→ **Supplied passage**
:::

[<prev] [next>] [<thread-prev] [thread-next>] [day] [month] [year] [list]
Message-ID: <994e315b-fdb7-1467-553e-290d4434d853@gmail.com>
Date: Wed, 1 Dec 2021 15:32:36 +0000
From: Pavel Begunkov <asml.silence@...il.com>
To: David Ahern <dsahern@...il.com>, io-uring@...r.kernel.org,
netdev@...r.kernel.org, linux-kernel@...r.kernel.org
Cc: Jakub Kicinski <kuba@...nel.org>,
Jonathan Lemon <jonathan.lemon@...il.com>,
"David S . Miller" <davem@...emloft.net>,
Willem de Bruijn <willemb@...gle.com>,
Eric Dumazet <edumazet@...gle.com>,
Hideaki YOSHIFUJI <yoshfuji@...ux-ipv6.org>,
David Ahern <dsahern@...nel.org>, Jens Axboe <axboe@...nel.dk>
Subject: Re: [RFC 00/12] io_uring zerocopy send
On 12/1/21 03:10, David Ahern wrote:
> On 11/30/21 8:18 AM, Pavel Begunkov wrote:
>> Early proof of concept for zerocopy send via io_uring. This is just
>> an RFC, there are details yet to be figured out, but hope to gather
>> some feedback.
>>
>> Benchmarking udp (65435 bytes) with a dummy net device (mtu=0xffff):
>> The best case io_uring=116079 MB/s vs msg_zerocopy=47421 MB/s,
>> or 2.44 times faster.
>>
>> № | test: | BW (MB/s) | speedup
>> 1 | msg_zerocopy (non-zc) | 18281 | 0.38
>> 2 | msg_zerocopy -z (baseline) | 47421 | 1
>> 3 | io_uring (@flush=false, nr_reqs=1) | 96534 | 2.03
>> 4 | io_uring (@flush=true, nr_reqs=1) | 89310 | 1.88
>> 5 | io_uring (@flush=false, nr_reqs=8) | 116079 | 2.44
>> 6 | io_uring (@flush=true, nr_reqs=8) | 109722 | 2.31
>>
>> Based on selftests/.../msg_zerocopy but more limited. You can use
>> msg_zerocopy -r as usual for receive side.
>>
> ...

:::

→ **Recorded information**
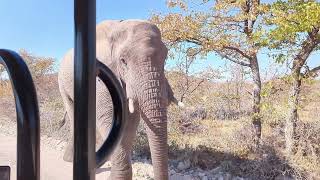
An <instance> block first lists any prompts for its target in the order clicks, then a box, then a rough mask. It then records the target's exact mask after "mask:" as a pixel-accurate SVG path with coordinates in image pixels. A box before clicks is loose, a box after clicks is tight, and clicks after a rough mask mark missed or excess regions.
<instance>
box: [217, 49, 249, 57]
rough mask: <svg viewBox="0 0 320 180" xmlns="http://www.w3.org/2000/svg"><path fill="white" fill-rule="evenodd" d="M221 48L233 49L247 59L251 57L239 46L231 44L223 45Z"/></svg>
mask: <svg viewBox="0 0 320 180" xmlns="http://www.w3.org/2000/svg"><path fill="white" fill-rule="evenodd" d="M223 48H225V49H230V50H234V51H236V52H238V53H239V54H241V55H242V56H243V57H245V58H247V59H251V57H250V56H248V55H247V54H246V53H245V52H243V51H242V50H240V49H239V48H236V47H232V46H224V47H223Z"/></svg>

:::

→ **Directive A**
According to the io_uring zerocopy post, how much faster was io_uring than msg_zerocopy in the best case?
→ **Directive B**
Resume the io_uring zerocopy post from the point where it stops.
The items have no role in this work.

→ **Response box A**
2.44 times faster

→ **Response box B**
>
> Can you state the exact command lines you are running for all of the
> commands? I tried this set (and commands referenced below) and my
Sure. First, for dummy I set mtu by hand, not sure can do it from
the userspace, can I? Without it __ip_append_data() falls into
non-zerocopy path.
diff --git a/drivers/net/dummy.c b/drivers/net/dummy.c
index f82ad7419508..5c5aeacdabd5 100644
--- a/drivers/net/dummy.c
+++ b/drivers/net/dummy.c
@@ -132,7 +132,8 @@ static void dummy_setup(struct net_device *dev)
eth_hw_addr_random(dev);
dev->min_mtu = 0;
- dev->max_mtu = 0;
+ dev->mtu = 0xffff;
+ dev->max_mtu = 0xffff;
}
# dummy configuration
modprobe dummy numdummies=1
ip link set dummy0 up
# force requests to <dummy_ip_addr> go through the dummy device
ip route add <dummy_ip_addr> dev dummy0
With dummy I was just sinking the traffic to the dummy device,
was good enough for me. Omitting "taskset" and "nice":
send-zc -4 -D <dummy_ip_addr> -t 10 udp
Similarly with msg_zerocopy:
<kernel>/tools/testing/selftests/net/msg_zerocopy -4 -p 6666 -D <dummy_ip_addr> -t 10 -z udp
For loopback testing, as zerocopy is not allowed for it as Willem explained in
the original MSG_ZEROCOPY cover-letter, I used a hack to bypass it:
diff --git a/include/linux/skbuff.h b/include/linux/skbuff.h
index ebb12a7d386d..42df33b175ce 100644
--- a/include/linux/skbuff.h
+++ b/include/linux/skbuff.h
@@ -2854,9 +2854,7 @@ static inline int skb_orphan_frags(struct sk_buff *skb, gfp_t gfp_mask)
/* Frags must be orphaned, even if refcounted, if skb might loop to rx path */
static inline int skb_orphan_frags_rx(struct sk_buff *skb, gfp_t gfp_mask)
{
- if (likely(!skb_zcopy(skb)))
- return 0;
- return skb_copy_ubufs(skb, gfp_mask);
+ return skb_orphan_frags(skb, gfp_mask);
}
/**
Then running those two lines below in parallel and looking for the numbers
send shows. It was in favor of io_uring for me, but don't remember
exactly. perf shows that "send-zc" spends lot of time receiving, so
wasn't testing performance of it after some point.
msg_zerocopy -r -v -4 -t 20 udp
send-zc -4 -D 127.0.0.1 -t 10 udp
> mileage varies quite a bit.
Interesting, any brief notes on the setup and the results? Dummy
or something real? io_uring doesn't show if it was really zerocopied
or not, but I assume you checked it (e.g. with perf/bpftrace).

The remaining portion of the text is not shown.